• **Source data**

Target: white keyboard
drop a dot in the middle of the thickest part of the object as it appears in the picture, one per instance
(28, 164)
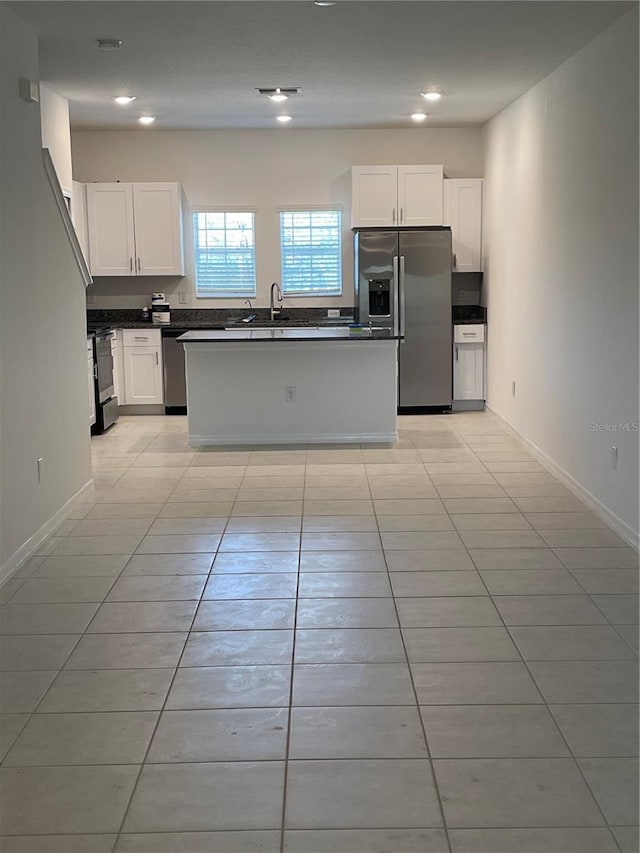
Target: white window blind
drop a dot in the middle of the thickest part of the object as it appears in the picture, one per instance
(311, 252)
(225, 254)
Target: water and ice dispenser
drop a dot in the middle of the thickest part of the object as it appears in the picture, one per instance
(379, 297)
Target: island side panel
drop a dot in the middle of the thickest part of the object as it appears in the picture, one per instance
(344, 392)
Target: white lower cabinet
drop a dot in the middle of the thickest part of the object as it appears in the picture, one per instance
(92, 387)
(116, 354)
(468, 367)
(142, 367)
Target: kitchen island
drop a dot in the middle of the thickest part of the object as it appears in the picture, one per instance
(291, 385)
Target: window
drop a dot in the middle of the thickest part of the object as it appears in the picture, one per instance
(311, 252)
(225, 254)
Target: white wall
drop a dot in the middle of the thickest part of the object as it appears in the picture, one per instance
(56, 133)
(263, 170)
(561, 280)
(43, 380)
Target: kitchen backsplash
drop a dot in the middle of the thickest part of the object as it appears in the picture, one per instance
(215, 316)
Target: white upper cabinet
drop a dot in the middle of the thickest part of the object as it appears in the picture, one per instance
(158, 227)
(374, 196)
(110, 223)
(420, 195)
(463, 212)
(135, 229)
(79, 217)
(396, 196)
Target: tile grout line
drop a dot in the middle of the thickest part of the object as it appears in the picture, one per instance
(544, 701)
(416, 704)
(287, 754)
(546, 705)
(171, 683)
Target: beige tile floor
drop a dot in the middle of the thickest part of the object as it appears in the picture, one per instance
(421, 648)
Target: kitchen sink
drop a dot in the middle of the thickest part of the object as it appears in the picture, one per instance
(280, 323)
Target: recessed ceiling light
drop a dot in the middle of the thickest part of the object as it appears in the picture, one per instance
(109, 44)
(278, 96)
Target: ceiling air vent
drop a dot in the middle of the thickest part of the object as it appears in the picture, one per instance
(277, 90)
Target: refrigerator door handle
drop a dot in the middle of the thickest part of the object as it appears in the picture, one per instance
(396, 319)
(402, 298)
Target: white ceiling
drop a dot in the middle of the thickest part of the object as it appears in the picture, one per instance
(360, 64)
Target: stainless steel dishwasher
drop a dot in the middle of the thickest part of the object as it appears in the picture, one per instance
(175, 384)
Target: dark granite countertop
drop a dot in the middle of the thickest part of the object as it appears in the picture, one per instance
(463, 314)
(248, 335)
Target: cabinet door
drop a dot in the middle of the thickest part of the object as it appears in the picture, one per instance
(92, 392)
(374, 196)
(420, 195)
(468, 371)
(142, 375)
(110, 224)
(463, 212)
(158, 229)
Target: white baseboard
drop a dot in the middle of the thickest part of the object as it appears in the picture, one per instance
(610, 518)
(320, 438)
(27, 549)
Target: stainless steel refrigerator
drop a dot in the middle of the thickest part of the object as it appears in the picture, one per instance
(403, 282)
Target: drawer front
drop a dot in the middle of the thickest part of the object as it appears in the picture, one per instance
(141, 337)
(471, 333)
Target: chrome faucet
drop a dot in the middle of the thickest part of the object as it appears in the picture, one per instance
(273, 311)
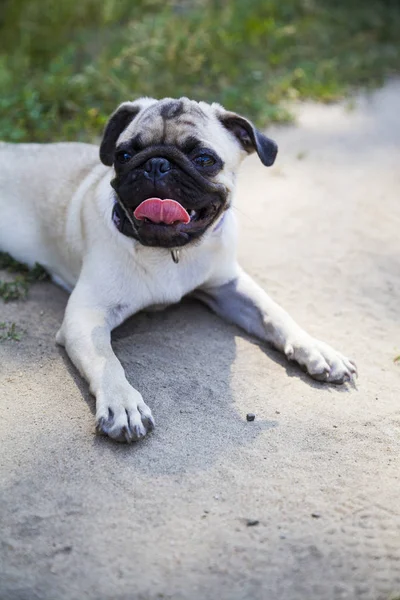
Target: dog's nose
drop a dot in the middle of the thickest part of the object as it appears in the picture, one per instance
(155, 168)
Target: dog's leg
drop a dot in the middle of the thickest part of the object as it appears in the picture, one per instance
(86, 334)
(243, 302)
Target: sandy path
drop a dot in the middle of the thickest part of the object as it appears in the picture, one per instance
(82, 517)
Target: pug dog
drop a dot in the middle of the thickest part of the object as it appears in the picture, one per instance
(149, 224)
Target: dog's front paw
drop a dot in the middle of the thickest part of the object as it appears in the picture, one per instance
(321, 361)
(122, 414)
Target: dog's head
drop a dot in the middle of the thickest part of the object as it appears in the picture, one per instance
(175, 165)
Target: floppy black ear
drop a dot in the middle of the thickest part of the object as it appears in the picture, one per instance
(250, 138)
(119, 121)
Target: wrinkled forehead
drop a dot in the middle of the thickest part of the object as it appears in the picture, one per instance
(171, 121)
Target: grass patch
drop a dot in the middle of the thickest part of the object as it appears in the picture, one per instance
(64, 66)
(17, 289)
(10, 331)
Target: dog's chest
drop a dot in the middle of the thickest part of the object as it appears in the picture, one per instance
(159, 281)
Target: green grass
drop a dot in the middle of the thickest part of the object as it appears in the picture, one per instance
(64, 66)
(10, 331)
(18, 288)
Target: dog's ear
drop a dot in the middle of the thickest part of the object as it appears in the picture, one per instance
(249, 137)
(118, 121)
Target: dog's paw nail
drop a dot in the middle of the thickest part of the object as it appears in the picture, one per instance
(289, 351)
(101, 425)
(150, 424)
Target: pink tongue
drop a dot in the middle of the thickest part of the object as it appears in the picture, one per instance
(161, 211)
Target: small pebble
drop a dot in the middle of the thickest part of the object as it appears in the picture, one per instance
(252, 522)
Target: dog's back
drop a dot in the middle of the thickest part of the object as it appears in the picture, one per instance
(37, 182)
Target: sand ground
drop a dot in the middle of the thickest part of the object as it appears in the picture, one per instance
(84, 518)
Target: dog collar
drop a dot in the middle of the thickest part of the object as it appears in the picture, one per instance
(124, 226)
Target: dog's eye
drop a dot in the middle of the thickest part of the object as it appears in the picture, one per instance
(123, 156)
(204, 160)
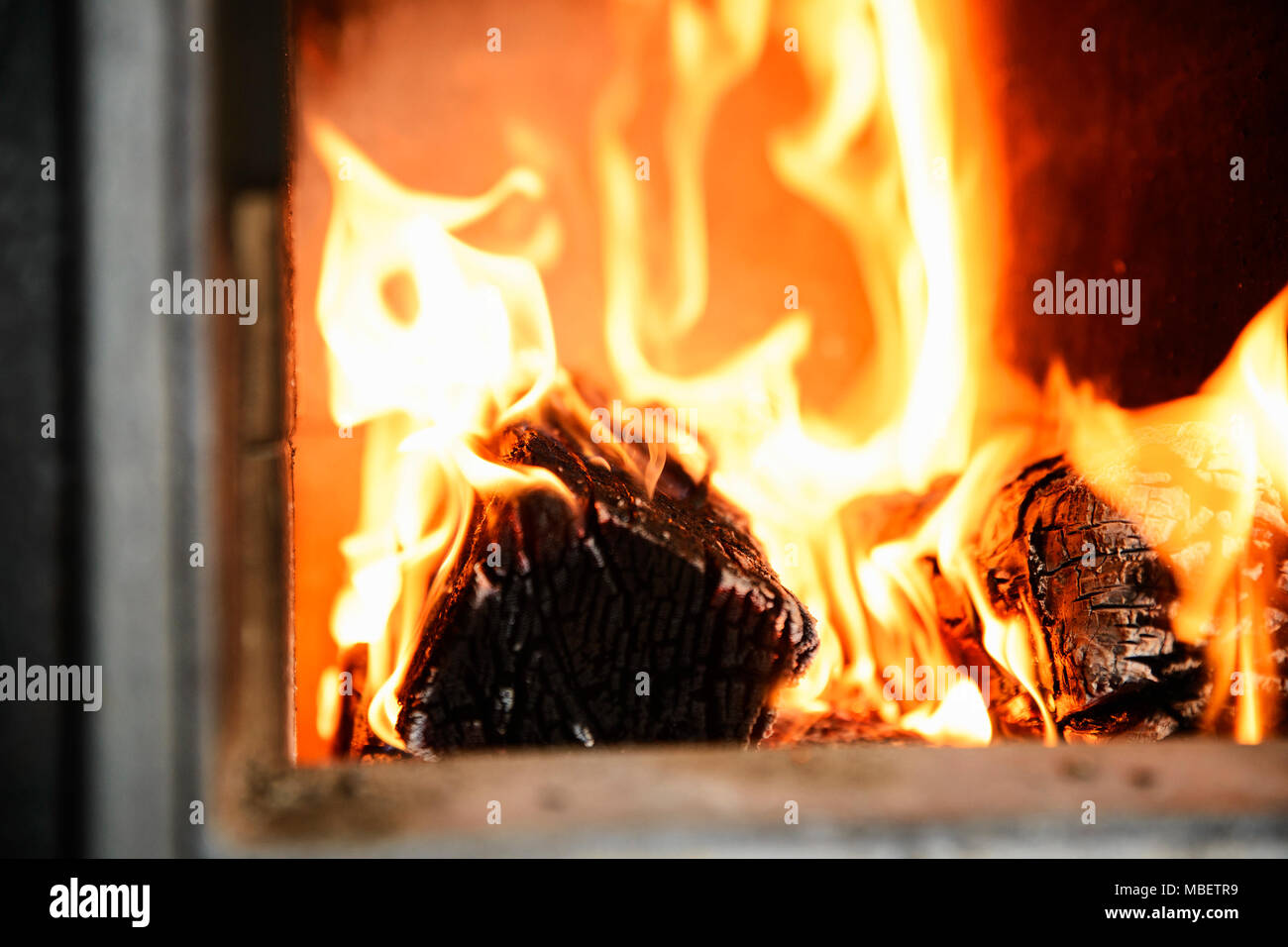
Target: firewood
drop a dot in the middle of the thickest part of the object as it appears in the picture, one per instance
(623, 618)
(1108, 659)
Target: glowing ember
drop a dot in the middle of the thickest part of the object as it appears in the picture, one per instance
(436, 346)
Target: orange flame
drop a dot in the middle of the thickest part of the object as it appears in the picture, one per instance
(434, 344)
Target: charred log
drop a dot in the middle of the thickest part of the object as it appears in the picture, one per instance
(1103, 602)
(623, 617)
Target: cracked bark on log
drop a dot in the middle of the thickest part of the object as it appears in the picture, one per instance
(1107, 655)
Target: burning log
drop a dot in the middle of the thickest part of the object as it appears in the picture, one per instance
(625, 618)
(1103, 600)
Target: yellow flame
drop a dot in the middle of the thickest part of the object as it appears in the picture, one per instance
(465, 348)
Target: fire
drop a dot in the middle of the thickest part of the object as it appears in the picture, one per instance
(432, 344)
(436, 344)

• **INSTRUCTIONS TO FOLLOW**
Out of the preceding entries, pull each line that contains the word "cabinet".

• **ANSWER TO THIS EXERCISE**
Target: white lower cabinet
Target: white upper cabinet
Target: cabinet door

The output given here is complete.